Look for "below" in every line of the listing. Copy the lines that have it.

#### ENTRIES SUPPLIED
┌──

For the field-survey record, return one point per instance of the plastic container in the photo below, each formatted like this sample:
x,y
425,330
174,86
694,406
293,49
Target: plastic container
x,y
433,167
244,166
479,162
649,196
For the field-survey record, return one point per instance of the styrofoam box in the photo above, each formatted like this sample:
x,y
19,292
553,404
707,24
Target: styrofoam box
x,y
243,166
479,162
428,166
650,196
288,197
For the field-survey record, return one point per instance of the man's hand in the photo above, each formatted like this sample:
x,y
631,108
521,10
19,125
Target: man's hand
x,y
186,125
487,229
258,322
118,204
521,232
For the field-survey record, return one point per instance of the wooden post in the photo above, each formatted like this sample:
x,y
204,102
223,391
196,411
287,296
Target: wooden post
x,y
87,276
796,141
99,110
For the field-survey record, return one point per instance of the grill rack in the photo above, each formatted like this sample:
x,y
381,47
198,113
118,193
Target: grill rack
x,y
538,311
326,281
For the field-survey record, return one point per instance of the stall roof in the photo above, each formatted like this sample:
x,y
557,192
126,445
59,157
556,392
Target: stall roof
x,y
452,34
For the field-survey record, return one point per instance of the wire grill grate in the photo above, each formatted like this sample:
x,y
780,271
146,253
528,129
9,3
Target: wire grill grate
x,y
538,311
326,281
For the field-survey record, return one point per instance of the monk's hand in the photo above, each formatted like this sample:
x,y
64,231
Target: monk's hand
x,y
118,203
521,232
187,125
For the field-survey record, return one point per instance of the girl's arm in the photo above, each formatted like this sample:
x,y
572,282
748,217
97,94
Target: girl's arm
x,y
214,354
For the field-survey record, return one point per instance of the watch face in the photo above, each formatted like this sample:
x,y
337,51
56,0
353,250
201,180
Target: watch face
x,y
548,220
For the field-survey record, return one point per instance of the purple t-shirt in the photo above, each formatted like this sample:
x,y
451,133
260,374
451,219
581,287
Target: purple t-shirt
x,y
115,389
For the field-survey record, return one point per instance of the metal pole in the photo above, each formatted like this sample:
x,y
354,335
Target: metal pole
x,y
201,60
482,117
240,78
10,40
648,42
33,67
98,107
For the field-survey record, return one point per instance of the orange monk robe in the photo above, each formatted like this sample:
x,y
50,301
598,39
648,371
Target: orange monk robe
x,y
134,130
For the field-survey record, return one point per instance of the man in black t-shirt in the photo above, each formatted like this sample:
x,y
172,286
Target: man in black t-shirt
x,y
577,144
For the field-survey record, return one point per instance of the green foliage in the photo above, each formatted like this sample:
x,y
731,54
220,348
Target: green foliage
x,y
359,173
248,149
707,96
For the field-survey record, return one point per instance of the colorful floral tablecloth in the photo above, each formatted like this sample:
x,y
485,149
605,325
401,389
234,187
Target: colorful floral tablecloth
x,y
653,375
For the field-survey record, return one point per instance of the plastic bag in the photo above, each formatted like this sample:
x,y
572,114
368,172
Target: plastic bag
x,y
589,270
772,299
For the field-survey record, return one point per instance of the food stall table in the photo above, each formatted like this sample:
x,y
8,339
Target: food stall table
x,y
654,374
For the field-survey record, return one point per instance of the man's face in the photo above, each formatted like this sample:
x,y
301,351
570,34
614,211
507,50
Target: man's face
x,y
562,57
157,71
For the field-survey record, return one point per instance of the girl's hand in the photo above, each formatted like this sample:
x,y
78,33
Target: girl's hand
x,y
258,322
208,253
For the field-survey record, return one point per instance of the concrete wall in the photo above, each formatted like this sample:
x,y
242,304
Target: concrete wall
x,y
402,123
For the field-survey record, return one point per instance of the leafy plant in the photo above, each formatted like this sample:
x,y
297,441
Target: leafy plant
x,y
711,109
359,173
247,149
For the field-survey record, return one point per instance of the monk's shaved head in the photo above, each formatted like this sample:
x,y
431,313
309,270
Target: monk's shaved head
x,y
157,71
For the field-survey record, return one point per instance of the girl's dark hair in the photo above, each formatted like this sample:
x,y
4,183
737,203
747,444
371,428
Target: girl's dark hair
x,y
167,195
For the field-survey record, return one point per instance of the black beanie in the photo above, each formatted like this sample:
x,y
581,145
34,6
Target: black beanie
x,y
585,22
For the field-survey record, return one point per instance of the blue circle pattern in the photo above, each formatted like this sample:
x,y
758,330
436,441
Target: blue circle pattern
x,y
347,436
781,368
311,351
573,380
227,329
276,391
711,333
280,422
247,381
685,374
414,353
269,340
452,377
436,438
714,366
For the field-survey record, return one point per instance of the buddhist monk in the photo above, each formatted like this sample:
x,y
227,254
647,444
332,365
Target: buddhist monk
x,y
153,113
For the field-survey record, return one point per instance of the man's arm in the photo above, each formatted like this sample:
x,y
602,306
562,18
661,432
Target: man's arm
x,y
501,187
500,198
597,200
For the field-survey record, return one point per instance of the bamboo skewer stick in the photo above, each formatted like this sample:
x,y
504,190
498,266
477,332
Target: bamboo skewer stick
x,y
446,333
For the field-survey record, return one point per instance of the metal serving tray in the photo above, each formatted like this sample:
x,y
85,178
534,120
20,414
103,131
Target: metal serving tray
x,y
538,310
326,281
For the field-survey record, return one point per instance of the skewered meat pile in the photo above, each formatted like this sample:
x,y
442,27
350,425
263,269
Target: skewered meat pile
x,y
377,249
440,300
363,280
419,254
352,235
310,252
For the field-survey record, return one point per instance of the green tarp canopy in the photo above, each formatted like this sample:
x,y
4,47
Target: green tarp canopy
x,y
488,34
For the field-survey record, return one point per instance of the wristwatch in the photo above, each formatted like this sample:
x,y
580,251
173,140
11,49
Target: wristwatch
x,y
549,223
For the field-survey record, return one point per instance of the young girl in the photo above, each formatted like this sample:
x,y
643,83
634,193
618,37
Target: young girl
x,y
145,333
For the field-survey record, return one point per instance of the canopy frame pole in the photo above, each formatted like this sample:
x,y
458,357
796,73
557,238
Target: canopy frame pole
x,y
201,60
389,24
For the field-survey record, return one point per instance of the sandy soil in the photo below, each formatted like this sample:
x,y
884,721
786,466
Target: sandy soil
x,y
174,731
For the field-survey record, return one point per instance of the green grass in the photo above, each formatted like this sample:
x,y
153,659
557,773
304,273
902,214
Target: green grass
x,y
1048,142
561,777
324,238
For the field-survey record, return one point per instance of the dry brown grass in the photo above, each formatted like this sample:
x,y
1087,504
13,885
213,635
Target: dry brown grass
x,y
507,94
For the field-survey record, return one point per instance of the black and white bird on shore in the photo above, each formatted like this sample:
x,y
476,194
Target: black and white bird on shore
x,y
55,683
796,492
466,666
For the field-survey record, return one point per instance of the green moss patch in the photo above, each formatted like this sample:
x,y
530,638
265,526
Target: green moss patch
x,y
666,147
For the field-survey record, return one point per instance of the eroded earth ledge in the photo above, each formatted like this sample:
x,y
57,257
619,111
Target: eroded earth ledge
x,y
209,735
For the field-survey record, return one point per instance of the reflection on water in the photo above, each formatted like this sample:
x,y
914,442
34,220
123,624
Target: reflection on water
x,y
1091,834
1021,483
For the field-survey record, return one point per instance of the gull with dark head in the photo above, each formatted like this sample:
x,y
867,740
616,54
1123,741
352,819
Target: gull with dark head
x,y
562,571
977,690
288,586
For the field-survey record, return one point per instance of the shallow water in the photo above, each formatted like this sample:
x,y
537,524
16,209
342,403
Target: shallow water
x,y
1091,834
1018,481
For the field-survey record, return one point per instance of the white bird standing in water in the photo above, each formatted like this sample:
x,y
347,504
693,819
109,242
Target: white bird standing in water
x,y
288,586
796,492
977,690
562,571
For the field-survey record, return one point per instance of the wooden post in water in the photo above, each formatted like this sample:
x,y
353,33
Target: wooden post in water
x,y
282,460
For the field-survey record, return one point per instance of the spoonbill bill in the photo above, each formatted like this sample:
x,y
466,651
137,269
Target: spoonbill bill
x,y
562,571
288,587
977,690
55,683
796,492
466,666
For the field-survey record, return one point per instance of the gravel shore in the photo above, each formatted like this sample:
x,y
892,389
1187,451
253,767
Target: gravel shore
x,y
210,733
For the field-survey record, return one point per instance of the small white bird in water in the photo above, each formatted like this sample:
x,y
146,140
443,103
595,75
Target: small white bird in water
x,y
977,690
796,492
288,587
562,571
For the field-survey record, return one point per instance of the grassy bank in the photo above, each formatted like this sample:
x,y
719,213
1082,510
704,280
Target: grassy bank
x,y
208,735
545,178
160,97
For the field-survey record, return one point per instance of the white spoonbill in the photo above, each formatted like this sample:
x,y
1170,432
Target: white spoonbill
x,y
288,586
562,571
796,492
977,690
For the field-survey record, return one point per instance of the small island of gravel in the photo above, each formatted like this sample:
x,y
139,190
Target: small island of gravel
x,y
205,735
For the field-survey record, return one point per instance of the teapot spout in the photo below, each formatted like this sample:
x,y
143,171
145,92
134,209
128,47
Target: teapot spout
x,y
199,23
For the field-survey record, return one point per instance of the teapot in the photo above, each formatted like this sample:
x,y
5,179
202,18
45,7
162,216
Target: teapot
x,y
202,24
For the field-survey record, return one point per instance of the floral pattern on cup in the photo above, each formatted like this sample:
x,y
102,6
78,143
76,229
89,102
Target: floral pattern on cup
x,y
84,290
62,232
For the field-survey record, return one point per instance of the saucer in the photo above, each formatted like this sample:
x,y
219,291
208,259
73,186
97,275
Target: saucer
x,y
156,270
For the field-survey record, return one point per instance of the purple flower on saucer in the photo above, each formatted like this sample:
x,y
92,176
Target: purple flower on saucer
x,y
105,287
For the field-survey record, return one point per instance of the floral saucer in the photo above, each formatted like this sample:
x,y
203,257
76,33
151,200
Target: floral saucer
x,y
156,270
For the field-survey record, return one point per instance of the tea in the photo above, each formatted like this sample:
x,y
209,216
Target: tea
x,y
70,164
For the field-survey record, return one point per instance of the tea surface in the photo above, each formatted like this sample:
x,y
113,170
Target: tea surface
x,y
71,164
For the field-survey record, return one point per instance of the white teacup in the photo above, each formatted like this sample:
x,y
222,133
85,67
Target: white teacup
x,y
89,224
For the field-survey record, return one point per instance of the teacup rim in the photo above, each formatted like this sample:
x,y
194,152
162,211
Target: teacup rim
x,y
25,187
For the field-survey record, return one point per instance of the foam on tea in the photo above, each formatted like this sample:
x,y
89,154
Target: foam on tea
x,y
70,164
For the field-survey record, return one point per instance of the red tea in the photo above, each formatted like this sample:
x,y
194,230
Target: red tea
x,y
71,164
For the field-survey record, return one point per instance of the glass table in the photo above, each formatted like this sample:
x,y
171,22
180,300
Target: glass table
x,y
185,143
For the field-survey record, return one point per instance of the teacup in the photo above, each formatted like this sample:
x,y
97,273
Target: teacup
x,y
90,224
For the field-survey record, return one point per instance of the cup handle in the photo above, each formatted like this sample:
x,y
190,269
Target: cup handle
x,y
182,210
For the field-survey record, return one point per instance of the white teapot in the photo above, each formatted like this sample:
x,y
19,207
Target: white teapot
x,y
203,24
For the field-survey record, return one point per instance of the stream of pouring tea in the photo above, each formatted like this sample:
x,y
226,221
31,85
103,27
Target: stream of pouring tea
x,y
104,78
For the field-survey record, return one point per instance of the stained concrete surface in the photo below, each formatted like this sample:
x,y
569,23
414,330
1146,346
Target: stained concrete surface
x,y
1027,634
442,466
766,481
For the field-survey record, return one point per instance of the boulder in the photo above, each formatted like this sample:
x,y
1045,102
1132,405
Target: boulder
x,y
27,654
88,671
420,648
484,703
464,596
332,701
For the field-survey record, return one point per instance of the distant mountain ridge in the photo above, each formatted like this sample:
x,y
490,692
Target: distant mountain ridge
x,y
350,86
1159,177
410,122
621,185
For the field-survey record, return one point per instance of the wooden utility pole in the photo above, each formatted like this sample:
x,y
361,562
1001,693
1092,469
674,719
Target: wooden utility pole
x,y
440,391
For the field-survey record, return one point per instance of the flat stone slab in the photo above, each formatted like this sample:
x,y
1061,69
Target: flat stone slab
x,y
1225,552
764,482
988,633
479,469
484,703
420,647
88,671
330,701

└──

#### TASK SOLUTION
For the field-survey record, return one point per instance of the plastic container in the photo below, each formatted like this sample:
For the field-survey record, return one point per instance of the sandy soil in the photo below, each formatted like this sample:
For the field-survey record, return one point per instance of the teapot spout in the photo below, each formatted like this sample:
For the field-survey record, return one point per instance of the stained concrete surface in the photo below, each formatted like this sample:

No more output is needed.